#### THE TASK:
Rewrite the lines of each item below, replacing "dirt road" with "gravel path" and changing nothing else. Leave the pictures out of your answer.

#### INPUT ROWS:
================================
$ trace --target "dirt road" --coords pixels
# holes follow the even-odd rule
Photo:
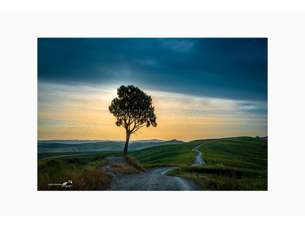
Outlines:
[[[214,140],[216,141],[216,140]],[[198,152],[194,164],[199,165],[205,164],[198,150],[199,146],[208,142],[198,145],[192,150]],[[120,175],[114,177],[109,191],[202,191],[203,189],[188,178],[168,176],[166,173],[177,167],[153,168],[147,173],[139,174]]]
[[[109,191],[201,191],[192,180],[167,176],[175,167],[153,168],[147,173],[121,175],[111,183]]]
[[[205,162],[204,162],[204,161],[203,161],[203,159],[202,159],[202,158],[201,158],[202,153],[201,153],[201,151],[200,151],[198,150],[198,148],[199,147],[199,146],[201,146],[202,145],[204,145],[205,144],[208,143],[209,142],[214,142],[215,141],[217,141],[217,140],[209,141],[208,142],[205,142],[204,143],[202,143],[200,145],[198,145],[196,147],[194,147],[193,149],[192,149],[192,150],[196,151],[196,152],[198,153],[198,155],[196,157],[196,159],[195,160],[195,162],[193,164],[193,165],[192,165],[192,166],[198,166],[198,165],[202,165],[203,164],[205,164]]]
================================
#### TASK OUTPUT:
$ trace --target "gravel path" --coords pixels
# holes follow the even-odd rule
Photo:
Outlines:
[[[214,140],[216,141],[216,140]],[[198,152],[194,164],[199,165],[205,164],[198,150],[199,146],[208,142],[198,145],[192,150]],[[120,175],[114,177],[109,191],[202,191],[203,189],[188,178],[168,176],[166,173],[177,167],[153,168],[147,173],[139,174]]]
[[[109,191],[201,191],[192,180],[167,176],[175,167],[153,168],[147,173],[121,175],[111,183]]]
[[[205,162],[204,162],[204,161],[203,161],[203,159],[202,159],[202,158],[201,158],[202,153],[201,153],[201,151],[200,151],[198,150],[198,148],[199,147],[199,146],[201,146],[202,145],[204,145],[205,144],[208,143],[209,142],[214,142],[215,141],[217,141],[217,140],[209,141],[208,142],[205,142],[204,143],[202,143],[200,145],[198,145],[196,147],[194,147],[193,149],[192,149],[192,150],[196,151],[196,152],[198,153],[198,155],[196,157],[196,159],[195,160],[195,162],[193,164],[193,165],[192,165],[192,166],[198,166],[198,165],[202,165],[203,164],[205,164]]]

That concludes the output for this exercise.